→ **Work required**: If a line in the data holds "below", copy that line out in full.

→ **Working data**:
Start of Block
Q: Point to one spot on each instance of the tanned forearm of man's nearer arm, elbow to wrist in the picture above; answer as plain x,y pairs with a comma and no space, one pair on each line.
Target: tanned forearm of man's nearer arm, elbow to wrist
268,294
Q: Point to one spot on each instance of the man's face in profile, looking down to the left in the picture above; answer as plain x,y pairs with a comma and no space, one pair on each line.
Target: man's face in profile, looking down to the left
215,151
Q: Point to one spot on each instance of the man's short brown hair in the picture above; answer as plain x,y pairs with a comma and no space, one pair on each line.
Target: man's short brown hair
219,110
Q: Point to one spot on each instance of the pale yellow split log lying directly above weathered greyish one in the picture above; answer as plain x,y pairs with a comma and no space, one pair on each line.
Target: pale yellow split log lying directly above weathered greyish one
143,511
End of Block
Start of Block
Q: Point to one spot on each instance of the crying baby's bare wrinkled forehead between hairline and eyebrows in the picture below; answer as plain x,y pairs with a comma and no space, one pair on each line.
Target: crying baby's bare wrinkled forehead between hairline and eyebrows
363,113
End of Block
Start of Block
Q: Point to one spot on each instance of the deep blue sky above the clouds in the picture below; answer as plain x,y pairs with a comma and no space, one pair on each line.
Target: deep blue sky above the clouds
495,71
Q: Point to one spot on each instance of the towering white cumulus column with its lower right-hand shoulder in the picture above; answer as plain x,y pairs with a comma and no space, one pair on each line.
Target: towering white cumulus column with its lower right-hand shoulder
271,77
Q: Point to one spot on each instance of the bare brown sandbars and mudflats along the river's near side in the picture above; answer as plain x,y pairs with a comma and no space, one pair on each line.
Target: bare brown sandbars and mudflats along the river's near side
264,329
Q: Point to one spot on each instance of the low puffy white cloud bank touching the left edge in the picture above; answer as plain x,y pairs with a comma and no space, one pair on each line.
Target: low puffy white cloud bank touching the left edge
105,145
End of Block
→ **Answer space**:
Q: Point to one spot on each instance of the crying baby's bare wrinkled forehead between hairline and eyebrows in the picture below; answer as plain x,y pairs with a comma and no space, one pair on each line.
Q: Point to one spot on each instance of the deep blue sky above the clouds in the picture below; answer as plain x,y pairs with a comma and no space, one pair on each line.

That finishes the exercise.